Aufgabenstellung
Geben Sie den unten stehenden Text über die Fehlersuche bei Bluescreens vollständig und wortgetreu wieder.

Ich würde vielleicht mal mit einem Bios Update anfangen, danach mal die Latenzen und Speicherspannung checken


----------



## Shaun-v9 (2. April 2012)

Hat leider nichts gebracht... aber trotzdem danke Dr Bakterius!


----------



## Dr Bakterius (2. April 2012)

Hab mal ein wenig Schnellgoogeln gemacht, beide Fehlermeldungen können sehr stark auf ein Treiberproblem deuten. Ich würde daher mal den Einkaufswagen schnappen und mal alle Neu einsammeln.


----------



## simpel1970 (3. April 2012)

Shaun-v9 schrieb:


> Das was mich Irritiert ist das mir im Programm Bluescreenview nichts angezeigt wird. Also 0 Crashes.


 
Bluescreenview durchsucht standardmäßig nur den Ordner C:\Windows\Minidump. Wenn in den erweiterten Systemeinstellungen das "Kernelspeicherabbild" eingestellt ist, werden keine Minidumps, sondern Kernel-Dumps angelegt. Diese findest du im Ordner C:\Windows. Stelle den Pfad in Bluescreenview um und/oder kontrolliere die Einstellung in den erweiterten Systemoptionen (-> so kommst du dort hin: Windows 7 -> Eintrag "Debuginformationen speichern").

Poste auch noch ein paar Screenshots von CPU-Z (Reiter Mainboard, Memory und SPD).


----------



## Shaun-v9 (3. April 2012)

@*Dr Bakterius*
Treiber sind alle geupdated, aber immer noch nichts...

Datenteil
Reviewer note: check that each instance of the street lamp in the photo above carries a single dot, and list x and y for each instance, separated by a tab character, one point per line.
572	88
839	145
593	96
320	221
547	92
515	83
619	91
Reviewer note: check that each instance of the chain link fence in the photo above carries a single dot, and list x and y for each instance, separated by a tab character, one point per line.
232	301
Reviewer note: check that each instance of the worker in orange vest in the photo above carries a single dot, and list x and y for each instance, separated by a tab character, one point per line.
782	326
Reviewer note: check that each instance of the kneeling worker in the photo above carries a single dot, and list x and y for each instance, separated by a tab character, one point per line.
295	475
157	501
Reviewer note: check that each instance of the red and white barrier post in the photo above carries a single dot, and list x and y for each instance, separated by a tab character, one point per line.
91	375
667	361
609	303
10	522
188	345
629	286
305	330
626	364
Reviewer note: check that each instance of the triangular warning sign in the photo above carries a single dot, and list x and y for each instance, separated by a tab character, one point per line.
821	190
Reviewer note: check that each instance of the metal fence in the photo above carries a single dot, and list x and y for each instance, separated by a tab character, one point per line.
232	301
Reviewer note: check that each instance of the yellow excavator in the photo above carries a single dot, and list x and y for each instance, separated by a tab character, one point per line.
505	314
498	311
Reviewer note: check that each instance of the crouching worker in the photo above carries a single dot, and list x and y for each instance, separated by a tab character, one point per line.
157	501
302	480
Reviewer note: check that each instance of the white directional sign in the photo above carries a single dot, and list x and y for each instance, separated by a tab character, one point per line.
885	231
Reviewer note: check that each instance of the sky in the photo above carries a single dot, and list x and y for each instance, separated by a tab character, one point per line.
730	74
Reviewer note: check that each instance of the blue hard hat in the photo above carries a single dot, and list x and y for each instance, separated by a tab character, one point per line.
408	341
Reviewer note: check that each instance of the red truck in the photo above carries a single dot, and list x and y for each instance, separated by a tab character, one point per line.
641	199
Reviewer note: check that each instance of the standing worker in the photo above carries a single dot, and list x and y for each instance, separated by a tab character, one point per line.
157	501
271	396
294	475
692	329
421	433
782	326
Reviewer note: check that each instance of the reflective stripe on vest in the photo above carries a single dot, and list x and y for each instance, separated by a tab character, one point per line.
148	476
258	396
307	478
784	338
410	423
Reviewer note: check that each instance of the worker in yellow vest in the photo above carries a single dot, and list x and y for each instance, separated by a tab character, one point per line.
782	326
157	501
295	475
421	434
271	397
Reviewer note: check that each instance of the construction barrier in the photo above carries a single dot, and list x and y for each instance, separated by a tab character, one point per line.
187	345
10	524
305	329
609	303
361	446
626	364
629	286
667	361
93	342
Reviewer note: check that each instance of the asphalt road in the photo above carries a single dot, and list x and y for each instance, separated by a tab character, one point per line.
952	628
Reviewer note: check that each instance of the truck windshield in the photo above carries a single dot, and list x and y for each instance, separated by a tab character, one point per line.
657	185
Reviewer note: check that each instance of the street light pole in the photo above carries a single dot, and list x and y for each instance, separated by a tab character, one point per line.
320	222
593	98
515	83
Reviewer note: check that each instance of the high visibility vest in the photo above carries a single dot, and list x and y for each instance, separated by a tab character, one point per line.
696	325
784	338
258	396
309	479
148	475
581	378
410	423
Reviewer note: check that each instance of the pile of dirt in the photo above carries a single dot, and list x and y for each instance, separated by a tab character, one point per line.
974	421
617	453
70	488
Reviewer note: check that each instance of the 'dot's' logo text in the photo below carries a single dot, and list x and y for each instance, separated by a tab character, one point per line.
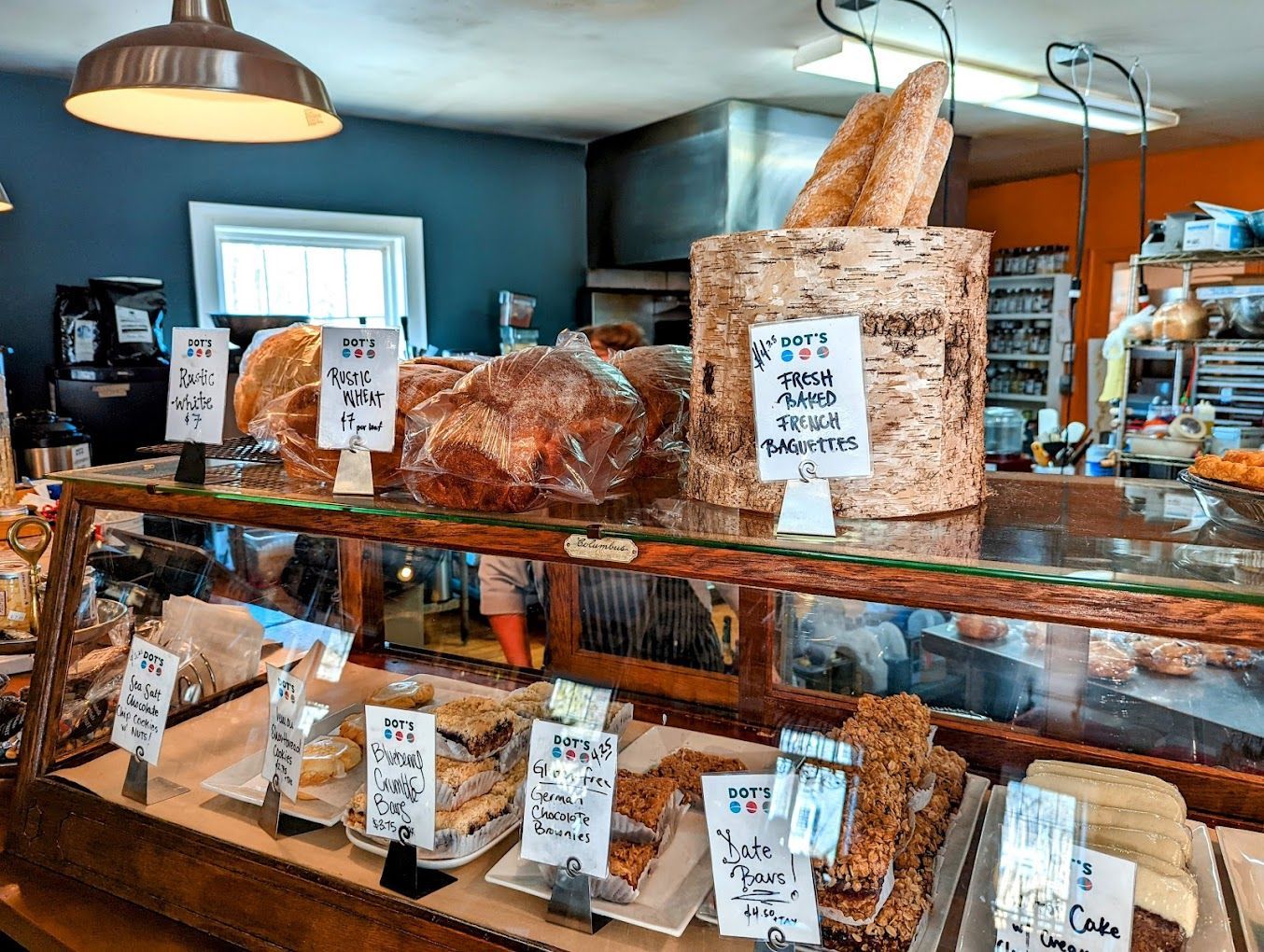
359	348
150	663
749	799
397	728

---

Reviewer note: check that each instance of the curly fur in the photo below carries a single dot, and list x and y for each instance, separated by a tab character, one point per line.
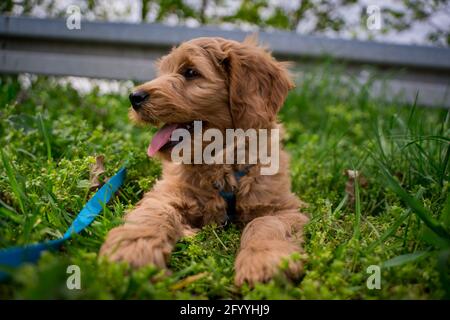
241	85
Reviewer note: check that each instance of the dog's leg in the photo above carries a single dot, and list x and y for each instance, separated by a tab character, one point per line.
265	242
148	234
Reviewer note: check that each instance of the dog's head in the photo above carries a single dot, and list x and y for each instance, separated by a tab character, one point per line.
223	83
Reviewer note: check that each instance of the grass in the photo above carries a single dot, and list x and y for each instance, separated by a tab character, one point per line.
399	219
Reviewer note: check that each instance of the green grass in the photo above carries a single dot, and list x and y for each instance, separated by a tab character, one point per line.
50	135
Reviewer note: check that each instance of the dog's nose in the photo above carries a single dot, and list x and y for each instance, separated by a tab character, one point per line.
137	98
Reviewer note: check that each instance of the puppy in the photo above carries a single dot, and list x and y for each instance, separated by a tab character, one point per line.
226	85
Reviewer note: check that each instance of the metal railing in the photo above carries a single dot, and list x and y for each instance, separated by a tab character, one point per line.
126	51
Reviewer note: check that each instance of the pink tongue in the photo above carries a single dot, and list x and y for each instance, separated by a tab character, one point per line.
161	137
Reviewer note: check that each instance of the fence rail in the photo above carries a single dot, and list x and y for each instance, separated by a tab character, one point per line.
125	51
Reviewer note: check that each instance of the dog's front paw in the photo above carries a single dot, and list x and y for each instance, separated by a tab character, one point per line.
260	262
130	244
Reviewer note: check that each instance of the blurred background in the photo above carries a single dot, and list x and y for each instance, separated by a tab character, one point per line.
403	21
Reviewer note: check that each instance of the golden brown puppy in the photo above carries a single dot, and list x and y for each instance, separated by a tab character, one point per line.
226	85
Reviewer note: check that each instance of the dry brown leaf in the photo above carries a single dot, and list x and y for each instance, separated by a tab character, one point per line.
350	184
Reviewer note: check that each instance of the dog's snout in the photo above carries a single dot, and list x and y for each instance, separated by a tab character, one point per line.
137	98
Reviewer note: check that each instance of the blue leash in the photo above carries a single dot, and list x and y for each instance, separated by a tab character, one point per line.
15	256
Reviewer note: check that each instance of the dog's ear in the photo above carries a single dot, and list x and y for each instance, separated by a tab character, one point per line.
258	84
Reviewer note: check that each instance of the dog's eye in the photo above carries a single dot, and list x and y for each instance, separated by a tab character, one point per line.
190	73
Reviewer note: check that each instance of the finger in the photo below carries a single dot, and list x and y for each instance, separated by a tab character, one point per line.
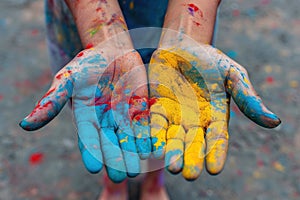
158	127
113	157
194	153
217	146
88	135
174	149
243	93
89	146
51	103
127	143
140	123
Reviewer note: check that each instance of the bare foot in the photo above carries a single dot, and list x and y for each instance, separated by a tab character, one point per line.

Ergebnis
Ich würde vielleicht mal mit einem Bios Update anfangen, danach mal die Latenzen und Speicherspannung checken


----------



## Shaun-v9 (2. April 2012)

Hat leider nichts gebracht... aber trotzdem danke Dr Bakterius!


----------



## Dr Bakterius (2. April 2012)

Hab mal ein wenig Schnellgoogeln gemacht, beide Fehlermeldungen können sehr stark auf ein Treiberproblem deuten. Ich würde daher mal den Einkaufswagen schnappen und mal alle Neu einsammeln.


----------



## simpel1970 (3. April 2012)

Shaun-v9 schrieb:


> Das was mich Irritiert ist das mir im Programm Bluescreenview nichts angezeigt wird. Also 0 Crashes.


 
Bluescreenview durchsucht standardmäßig nur den Ordner C:\Windows\Minidump. Wenn in den erweiterten Systemeinstellungen das "Kernelspeicherabbild" eingestellt ist, werden keine Minidumps, sondern Kernel-Dumps angelegt. Diese findest du im Ordner C:\Windows. Stelle den Pfad in Bluescreenview um und/oder kontrolliere die Einstellung in den erweiterten Systemoptionen (-> so kommst du dort hin: Windows 7 -> Eintrag "Debuginformationen speichern").

Poste auch noch ein paar Screenshots von CPU-Z (Reiter Mainboard, Memory und SPD).


----------



## Shaun-v9 (3. April 2012)

@*Dr Bakterius*
Treiber sind alle geupdated, aber immer noch nichts...